### Exercise prompt:
In the blog post below about real estate agents and consumer trust, why does the writer say the right word is "building" rather than "rebuilding"? Answer in one to three sentences.

### Document:
------------------------------------------------------------
The Inman blog asks a question:

What’s interesting is that it points to a need to rebuild some trust between consumers and the real estate industry. Real estate agents even before the downturn suffered a bad image in the minds of consumers, and with emotions flaring in the midst of this housing recession we’re likely to hear more backlash from people looking for someone to blame.

Some agents appear to be finding success in building consumer trust through blogging. What are some other ways to combat this in a down market?

Actually, what’s really interesting is how Inman talks about a need to “rebuild some trust”, then mentions in the very next breath that real estate agents even before all this gotterdammerung had a bad image.

That isn’t called “rebuilding”.  That’s called “building”.  As in from scratch.  And I have the answer.

Start firing agents until you only have good ones left.

1.3 million Realtors in America today.  Those would be the so-called ‘good’ real estate agents, right?  You know, the ones who are members of NAR and have subscribed to a Code of Ethics?  So there are plenty of non-NAR member agents running around out there too.

Find an industry professional.  Find a bar.  Get said professional drunk.  Ask him how many of the 1.3 million Realtors are really professionals who abide by every whit and jottle of the Code of Ethics.

You want to build trust?  Start by being trustworthy.  Want to know who is and isn’t trustworthy?

Try this.

And as you shrink away in horror, ask yourself, “Well, why not?
------------------------------------------------------------
### Excerpted data:
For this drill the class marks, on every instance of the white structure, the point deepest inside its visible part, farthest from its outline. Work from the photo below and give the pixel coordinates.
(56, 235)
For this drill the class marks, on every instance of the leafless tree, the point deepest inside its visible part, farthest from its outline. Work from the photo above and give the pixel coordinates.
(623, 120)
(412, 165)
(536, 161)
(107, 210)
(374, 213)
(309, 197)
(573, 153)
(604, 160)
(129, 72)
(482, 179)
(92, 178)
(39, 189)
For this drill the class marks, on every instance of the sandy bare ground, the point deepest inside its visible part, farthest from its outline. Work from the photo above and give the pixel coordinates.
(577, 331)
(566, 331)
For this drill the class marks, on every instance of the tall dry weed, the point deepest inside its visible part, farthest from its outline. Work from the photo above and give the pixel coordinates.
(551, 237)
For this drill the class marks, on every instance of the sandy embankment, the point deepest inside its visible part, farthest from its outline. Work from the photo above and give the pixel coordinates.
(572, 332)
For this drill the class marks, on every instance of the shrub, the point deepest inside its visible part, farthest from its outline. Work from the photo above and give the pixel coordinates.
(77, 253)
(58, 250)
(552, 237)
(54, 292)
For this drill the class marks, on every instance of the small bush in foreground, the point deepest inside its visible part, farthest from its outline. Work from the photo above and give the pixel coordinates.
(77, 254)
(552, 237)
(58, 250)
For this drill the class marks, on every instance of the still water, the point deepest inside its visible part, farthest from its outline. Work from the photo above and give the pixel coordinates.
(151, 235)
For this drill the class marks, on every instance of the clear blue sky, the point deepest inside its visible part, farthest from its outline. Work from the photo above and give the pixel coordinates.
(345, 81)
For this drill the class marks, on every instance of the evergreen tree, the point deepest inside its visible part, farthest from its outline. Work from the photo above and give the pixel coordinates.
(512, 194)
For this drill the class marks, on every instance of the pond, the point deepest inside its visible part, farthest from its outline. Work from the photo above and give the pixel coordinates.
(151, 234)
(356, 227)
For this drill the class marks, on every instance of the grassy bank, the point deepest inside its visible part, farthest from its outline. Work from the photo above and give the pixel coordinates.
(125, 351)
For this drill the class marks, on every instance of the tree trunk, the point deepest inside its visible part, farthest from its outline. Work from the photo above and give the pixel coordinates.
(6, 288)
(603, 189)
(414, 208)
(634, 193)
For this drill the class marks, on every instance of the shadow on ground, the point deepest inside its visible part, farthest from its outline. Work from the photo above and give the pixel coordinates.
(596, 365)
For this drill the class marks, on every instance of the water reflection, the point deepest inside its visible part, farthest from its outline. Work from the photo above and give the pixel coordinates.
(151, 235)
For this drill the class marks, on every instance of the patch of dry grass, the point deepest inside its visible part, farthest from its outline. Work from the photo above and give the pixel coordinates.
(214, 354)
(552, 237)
------------------------------------------------------------
### Exercise solution:
Inman says agents had a bad image with consumers even before the housing downturn, so there was no trust to restore in the first place. Any trust would have to be built from scratch.